_GIVEN TASK:_
Write every line out verbatim and omit the pictures.
_ _ _ _
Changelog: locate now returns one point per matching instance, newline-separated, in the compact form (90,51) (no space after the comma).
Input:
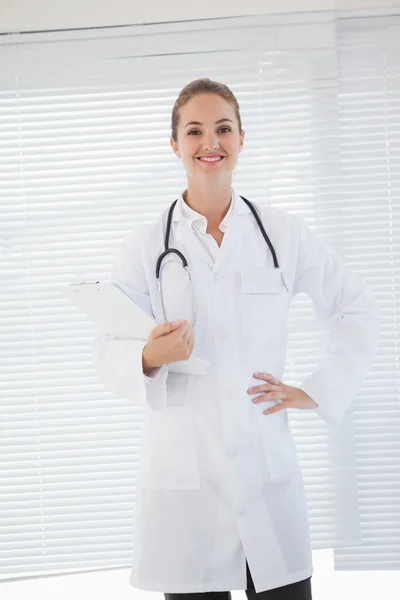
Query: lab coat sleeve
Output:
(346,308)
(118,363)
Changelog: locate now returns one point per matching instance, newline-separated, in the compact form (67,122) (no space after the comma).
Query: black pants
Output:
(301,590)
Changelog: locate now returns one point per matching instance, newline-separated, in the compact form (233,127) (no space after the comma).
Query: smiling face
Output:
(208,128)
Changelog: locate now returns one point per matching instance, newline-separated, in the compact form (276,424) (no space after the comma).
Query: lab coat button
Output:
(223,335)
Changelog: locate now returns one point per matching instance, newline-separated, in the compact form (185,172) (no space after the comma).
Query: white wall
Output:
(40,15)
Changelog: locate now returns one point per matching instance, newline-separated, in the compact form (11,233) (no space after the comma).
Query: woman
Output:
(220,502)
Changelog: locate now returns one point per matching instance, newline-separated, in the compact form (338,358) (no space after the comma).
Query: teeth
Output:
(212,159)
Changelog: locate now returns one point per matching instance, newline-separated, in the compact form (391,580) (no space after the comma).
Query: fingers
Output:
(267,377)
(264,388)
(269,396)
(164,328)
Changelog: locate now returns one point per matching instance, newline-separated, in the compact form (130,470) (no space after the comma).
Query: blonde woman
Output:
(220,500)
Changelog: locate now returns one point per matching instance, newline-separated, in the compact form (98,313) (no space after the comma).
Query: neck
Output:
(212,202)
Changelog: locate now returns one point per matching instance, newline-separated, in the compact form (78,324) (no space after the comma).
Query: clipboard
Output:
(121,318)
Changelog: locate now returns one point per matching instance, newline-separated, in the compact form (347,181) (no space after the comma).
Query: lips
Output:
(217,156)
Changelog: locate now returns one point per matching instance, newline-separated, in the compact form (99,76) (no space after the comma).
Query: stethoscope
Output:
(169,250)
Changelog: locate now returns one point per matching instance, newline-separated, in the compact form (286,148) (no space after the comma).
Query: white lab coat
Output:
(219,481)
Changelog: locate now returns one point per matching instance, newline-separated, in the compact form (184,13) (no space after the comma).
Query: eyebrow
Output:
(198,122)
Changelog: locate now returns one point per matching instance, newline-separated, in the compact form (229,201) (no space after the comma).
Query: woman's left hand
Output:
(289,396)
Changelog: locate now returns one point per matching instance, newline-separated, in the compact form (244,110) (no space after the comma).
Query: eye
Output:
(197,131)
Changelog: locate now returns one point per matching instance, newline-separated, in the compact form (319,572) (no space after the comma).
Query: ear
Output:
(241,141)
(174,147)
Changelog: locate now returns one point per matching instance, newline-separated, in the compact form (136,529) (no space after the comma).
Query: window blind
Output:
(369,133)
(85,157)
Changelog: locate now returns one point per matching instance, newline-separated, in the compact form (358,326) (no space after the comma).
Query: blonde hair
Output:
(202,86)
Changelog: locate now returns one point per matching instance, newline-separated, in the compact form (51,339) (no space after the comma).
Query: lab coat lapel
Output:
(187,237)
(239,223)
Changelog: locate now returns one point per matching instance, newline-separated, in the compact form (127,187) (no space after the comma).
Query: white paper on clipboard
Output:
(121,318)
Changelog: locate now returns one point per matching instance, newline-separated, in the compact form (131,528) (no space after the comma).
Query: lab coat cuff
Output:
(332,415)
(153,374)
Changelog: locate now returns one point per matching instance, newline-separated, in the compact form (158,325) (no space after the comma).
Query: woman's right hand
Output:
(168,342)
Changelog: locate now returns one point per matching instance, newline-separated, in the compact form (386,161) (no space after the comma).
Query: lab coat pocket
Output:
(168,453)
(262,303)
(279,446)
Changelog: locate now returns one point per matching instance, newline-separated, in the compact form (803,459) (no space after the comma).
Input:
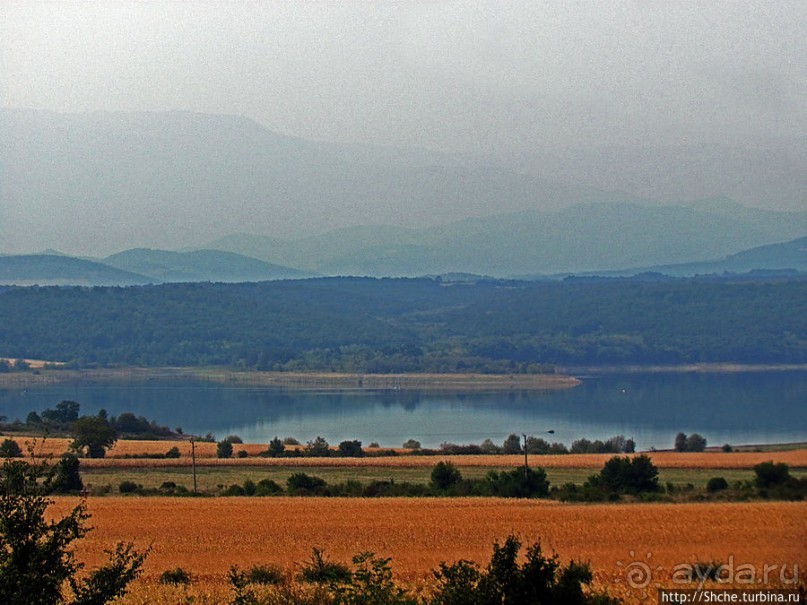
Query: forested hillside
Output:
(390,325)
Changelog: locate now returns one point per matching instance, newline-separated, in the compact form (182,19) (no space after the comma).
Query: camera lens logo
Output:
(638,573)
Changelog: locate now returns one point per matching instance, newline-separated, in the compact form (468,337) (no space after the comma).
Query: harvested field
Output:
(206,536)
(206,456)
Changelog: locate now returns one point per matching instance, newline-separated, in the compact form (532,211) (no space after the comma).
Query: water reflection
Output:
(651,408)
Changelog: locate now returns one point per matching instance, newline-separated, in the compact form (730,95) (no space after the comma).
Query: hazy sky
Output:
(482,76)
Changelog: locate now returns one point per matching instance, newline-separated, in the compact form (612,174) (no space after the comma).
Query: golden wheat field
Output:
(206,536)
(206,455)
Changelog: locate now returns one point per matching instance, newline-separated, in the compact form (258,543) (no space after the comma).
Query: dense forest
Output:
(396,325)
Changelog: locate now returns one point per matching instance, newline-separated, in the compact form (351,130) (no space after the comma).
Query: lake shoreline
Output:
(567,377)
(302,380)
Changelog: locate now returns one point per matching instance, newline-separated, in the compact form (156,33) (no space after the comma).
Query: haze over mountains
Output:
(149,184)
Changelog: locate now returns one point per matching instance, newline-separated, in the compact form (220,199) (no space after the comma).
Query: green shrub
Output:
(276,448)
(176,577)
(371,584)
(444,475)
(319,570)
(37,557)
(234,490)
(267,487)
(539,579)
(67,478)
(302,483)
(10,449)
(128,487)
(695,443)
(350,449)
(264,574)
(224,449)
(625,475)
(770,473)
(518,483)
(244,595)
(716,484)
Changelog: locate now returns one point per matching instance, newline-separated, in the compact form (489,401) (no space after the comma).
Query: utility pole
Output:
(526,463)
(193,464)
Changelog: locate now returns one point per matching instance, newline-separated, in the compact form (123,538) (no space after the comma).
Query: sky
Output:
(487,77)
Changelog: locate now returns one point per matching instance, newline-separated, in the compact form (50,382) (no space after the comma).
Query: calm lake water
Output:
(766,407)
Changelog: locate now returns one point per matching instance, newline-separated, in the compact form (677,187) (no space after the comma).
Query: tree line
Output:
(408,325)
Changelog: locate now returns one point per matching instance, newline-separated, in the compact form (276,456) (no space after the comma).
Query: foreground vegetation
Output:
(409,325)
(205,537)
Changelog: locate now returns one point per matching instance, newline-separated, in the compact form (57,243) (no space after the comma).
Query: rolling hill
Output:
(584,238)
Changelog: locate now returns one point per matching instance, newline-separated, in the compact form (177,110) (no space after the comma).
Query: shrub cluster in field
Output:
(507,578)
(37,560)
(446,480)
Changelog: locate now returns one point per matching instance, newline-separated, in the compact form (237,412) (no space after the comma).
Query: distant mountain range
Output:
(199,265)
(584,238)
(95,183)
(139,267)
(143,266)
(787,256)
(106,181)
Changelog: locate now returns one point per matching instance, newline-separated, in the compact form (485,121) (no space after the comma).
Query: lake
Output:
_ _ _ _
_WRITTEN RESPONSE:_
Changelog: locate now returns one point per matching instance, newline-separated, in the compact form (90,51) (no space after the comma).
Input:
Query: lab coat sleeve
Output:
(346,308)
(118,363)
Changelog: locate now returns one point per matching instance, newline-separated, in the compact form (67,122) (no space after the comma).
Query: black pants
Output:
(301,590)
Changelog: locate now returns one point per matching instance, newline-separated, in the compact form (233,127) (no space after the comma).
Query: smiling face
Output:
(208,128)
Changelog: locate now returns one point per matching instance, newline-separated, in the compact form (276,424) (no space after the comma).
Query: lab coat button
Output:
(223,335)
Changelog: locate now returns one point per matching instance, newline-separated, in the compact form (185,172) (no space after the comma).
Query: white wall
Output:
(40,15)
Changelog: locate now returns one point per matching instance, newline-separated, in the compact form (11,233) (no space after the comma).
Query: woman
Output:
(220,502)
Changelog: locate now returns one point per matching instance, newline-separated, in the compact form (338,358) (no space after the comma).
Query: teeth
Output:
(212,159)
Changelog: locate now returns one point per matching instance, newline-separated, in the compact form (391,580) (no space after the comma).
Query: fingers
Output:
(267,377)
(264,388)
(269,396)
(164,328)
Changelog: locate now returns one point per matching instance, newline-separated, in the compact form (130,470) (no space after the comma).
Query: blonde woman
Output:
(220,500)
Changelog: locate now returns one point per matching instance, newline-separated, in the compact form (98,313) (no space after the comma).
Query: neck
Output:
(212,202)
Changelog: locate now returns one point per matching instance, newline-separated, in the compact form (78,324) (no space after the comma).
Query: clipboard
Output:
(121,318)
Changelog: locate now returns one point per matching instance, newline-separated, in the compact form (347,181) (no space after the comma).
Query: lips
Output:
(217,156)
Changelog: locate now returns one point per matching instance, newline-separated, in the compact form (99,76) (no space after the comma).
Query: stethoscope
Output:
(169,250)
Changelog: locate now returns one point per matching instance, newline-separated, in the compact form (286,148) (no space after the comma).
Query: white lab coat
Output:
(219,481)
Changelog: locate now returns one point per matching instance, newline-separated, in the compact form (184,13) (no space after the comma).
Query: eyebrow
Output:
(198,122)
Changelog: locate now returns one point per matching instance, newline-separated, in the compact form (229,201) (no space after the comma).
Query: woman's left hand
Output:
(289,396)
Changelog: locate now returns one point per matching instance, newline-separated, in the compact form (244,110) (no space after the comma).
Query: eye
Output:
(197,131)
Changelog: locate now returns one point per matching instance, newline-separated, in the compact form (319,572) (no space after the comma).
Query: ear
Output:
(241,141)
(174,147)
Changelog: locate now returns one point per matching instance, newline-separated, in the compact form (136,529) (no space after the comma).
Query: window blind
Output:
(369,133)
(85,157)
Changelog: locate now returns one point per matching instance, newline-separated, in the compact form (358,326) (no space after the comma).
Query: blonde hair
Output:
(202,86)
Changelog: locate now returns one point per matching instance, newline-separated, in the compact form (51,339) (no space after the comma).
Query: lab coat lapel
Output:
(187,237)
(239,223)
Changelog: locate now returns one point per matching instance, newline-separated, in the compact form (127,187) (no space after the comma).
Query: white paper on clipboard
Output:
(121,318)
Changelog: locate now returns one point per matching instance, newline-separated, in the compact form (131,528) (no space after the comma).
Query: lab coat cuff
Output:
(332,415)
(153,374)
Changelog: locate now returns one point per matching instance, newline-separated, in the compact form (158,325) (no space after the comma).
Query: woman's right hand
Output:
(168,342)
Changelog: locate now returns one point per matching instance, newline-separated, in the compact form (386,161) (no space after the comma).
Query: lab coat pocket
Output:
(168,453)
(262,303)
(279,446)
Changelog: locate now returns one point per matching instance, newline-separated, in the compact form (803,459) (no space after the comma).
Input:
Query: forested hillside
Output:
(390,325)
Changelog: locate now returns one point per matching instance, newline-separated, in the compact form (182,19) (no space after the comma).
Query: camera lens logo
Output:
(638,573)
Changelog: locate now returns one point per matching instance, newline-separated, in the compact form (468,337) (no space after the comma).
Query: harvested field
Output:
(206,536)
(206,456)
Changelog: locate now returns one point per matching instance, newline-separated, in the compact form (532,211) (no space after the comma).
Query: water reflection
Output:
(651,408)
Changelog: locate now returns one point per matching instance, newline-separated, in the compact form (730,95) (no space after the comma).
Query: hazy sky
Output:
(482,76)
Changelog: locate now returns one point per matching instance, newline-separated, in the compact form (612,174) (no space after the comma).
Query: golden wheat field
Output:
(206,536)
(206,455)
Changelog: locate now returns one point per matching instance, newline-separated, in the compact form (258,543) (no space after the comma).
Query: dense forest
Output:
(396,325)
Changelog: locate now returns one point per matching instance, newline-separated, in the compact form (351,130) (no space after the comma).
Query: lake shoreline
Output:
(567,377)
(302,380)
Changelog: locate now returns one point per matching instance, newline-separated, in the compact form (156,33) (no space after the comma).
Query: haze over mountains
Output:
(149,184)
Changelog: locate now returns one point per matching instance, newline-separated, in the compact form (220,199) (no space after the comma).
Query: green shrub
Output:
(276,448)
(176,577)
(371,584)
(444,475)
(319,570)
(37,557)
(234,490)
(267,487)
(539,579)
(67,478)
(302,483)
(10,449)
(128,487)
(695,443)
(350,449)
(264,574)
(224,449)
(625,475)
(770,473)
(518,483)
(244,595)
(716,484)
Changelog: locate now returns one point per matching instance, newline-separated, in the compact form (489,401) (no space after the comma).
Query: utility pole
Output:
(526,463)
(193,464)
Changelog: locate now returns one point per matching instance, newline-separated, in the compact form (123,538) (no space after the comma).
Query: sky
Output:
(487,77)
Changelog: locate now returns one point per matching instance, newline-separated, in the compact form (50,382) (no space after the comma).
Query: calm lake water
Output:
(766,407)
Changelog: locate now returns one point per matching instance, newline-separated, in the compact form (677,187) (no space after the comma).
Query: tree line
Output:
(408,325)
Changelog: locate now returns one point per matching instance, newline-separated, in the compact form (276,456) (no space after the comma).
Query: foreground vegetation
Output:
(409,325)
(205,537)
Changelog: locate now returns one point per matching instance, newline-separated, in the compact form (57,243) (no space after the comma).
Query: rolling hill
Output:
(584,238)
Changelog: locate now returns one point per matching instance, newline-separated, in the compact form (177,110) (no space after the comma).
Query: shrub cluster in field
Output:
(507,578)
(37,560)
(446,480)
Changelog: locate now returns one point per matching instance, newline-separated, in the compact form (237,412) (no space after the comma).
Query: distant mountain range
Output:
(199,265)
(584,238)
(95,183)
(139,267)
(143,266)
(787,256)
(106,181)
Changelog: locate now returns one point per matching instance, newline-separated, in the compact form (485,121) (no space after the comma).
Query: lake
Output:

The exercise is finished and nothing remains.